INSTRUCTIONS.
a) Copy the stretch of the candy passage below from "Snickers have always" through "ones with almonds.".
b) List every candy that the candy passage below says Mom loved.

PASSAGE.
Snickers have always had a sweet spot in my memory...craved them when I was pregnant and Mom would smuggle them into my hospital room during my many hospitalizations.
M & M's (Plain) and I go way back...remember putting them into the candy cups for an early birthday party.
Mom loved the PEEPS, candy orange slices and strawberry soft centered candies.
My step-dad loved those Milk Moth Balls (you know the ones in the milk carton) and cherry cordials.
My husband loves the plain Hersey bars and I love the ones with almonds.
As long as candy is chocolate (White easter bunnies, Yumm) I haven't found one that I don't like. Chocolate covered coffee beans, chocolate raisins and I have even eaten Chocolate covered ants. Real ants and not "gummy ants." I was young and it was a dare, what can I say?
Remember if you drink a coke after you eat Pop Rocks, your stomach will explode!! So if you do that, anyway, don't blame me. (Don't you love Urban Legends...they sound so convincing?)

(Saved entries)

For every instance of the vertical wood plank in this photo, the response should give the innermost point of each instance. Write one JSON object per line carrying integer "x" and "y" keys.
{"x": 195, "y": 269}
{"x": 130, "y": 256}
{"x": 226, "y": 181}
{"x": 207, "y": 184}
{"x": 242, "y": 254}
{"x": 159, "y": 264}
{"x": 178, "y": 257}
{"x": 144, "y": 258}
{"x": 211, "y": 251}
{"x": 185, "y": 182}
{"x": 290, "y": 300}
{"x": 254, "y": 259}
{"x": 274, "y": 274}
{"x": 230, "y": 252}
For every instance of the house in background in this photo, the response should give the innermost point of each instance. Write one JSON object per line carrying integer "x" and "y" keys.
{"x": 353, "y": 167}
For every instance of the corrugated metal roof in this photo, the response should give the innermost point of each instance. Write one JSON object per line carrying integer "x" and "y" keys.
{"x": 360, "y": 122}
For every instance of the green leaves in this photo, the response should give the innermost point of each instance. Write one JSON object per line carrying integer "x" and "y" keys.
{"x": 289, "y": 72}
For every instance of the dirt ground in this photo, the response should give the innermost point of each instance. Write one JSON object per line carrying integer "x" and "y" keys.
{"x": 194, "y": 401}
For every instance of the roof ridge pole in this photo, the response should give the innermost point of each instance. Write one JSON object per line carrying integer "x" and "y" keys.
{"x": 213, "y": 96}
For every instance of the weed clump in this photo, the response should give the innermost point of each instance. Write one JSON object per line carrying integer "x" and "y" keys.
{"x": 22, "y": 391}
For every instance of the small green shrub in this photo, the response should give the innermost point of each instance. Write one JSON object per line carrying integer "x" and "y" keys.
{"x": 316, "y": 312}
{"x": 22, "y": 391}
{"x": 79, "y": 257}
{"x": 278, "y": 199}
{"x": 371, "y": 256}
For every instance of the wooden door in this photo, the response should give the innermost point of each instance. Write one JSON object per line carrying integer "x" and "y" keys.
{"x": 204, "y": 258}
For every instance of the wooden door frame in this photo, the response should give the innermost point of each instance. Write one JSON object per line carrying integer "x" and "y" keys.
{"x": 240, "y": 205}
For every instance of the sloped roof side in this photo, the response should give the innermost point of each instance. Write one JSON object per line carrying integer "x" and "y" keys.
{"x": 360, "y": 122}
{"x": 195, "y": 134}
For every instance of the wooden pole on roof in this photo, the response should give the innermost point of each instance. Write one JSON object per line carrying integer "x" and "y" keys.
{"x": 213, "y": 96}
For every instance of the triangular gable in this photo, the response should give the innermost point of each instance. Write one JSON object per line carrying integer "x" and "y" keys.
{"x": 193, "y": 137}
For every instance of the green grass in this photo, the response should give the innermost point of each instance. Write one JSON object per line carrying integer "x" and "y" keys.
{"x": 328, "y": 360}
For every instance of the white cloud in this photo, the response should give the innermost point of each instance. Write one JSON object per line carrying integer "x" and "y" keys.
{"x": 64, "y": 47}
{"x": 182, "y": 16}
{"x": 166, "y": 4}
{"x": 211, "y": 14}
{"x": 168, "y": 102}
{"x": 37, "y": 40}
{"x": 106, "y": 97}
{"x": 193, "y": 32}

ANSWERS BY TASK.
a)
Snickers have always had a sweet spot in my memory...craved them when I was pregnant and Mom would smuggle them into my hospital room during my many hospitalizations.
M & M's (Plain) and I go way back...remember putting them into the candy cups for an early birthday party.
Mom loved the PEEPS, candy orange slices and strawberry soft centered candies.
My step-dad loved those Milk Moth Balls (you know the ones in the milk carton) and cherry cordials.
My husband loves the plain Hersey bars and I love the ones with almonds.

b) PEEPS, candy orange slices, strawberry soft centered candies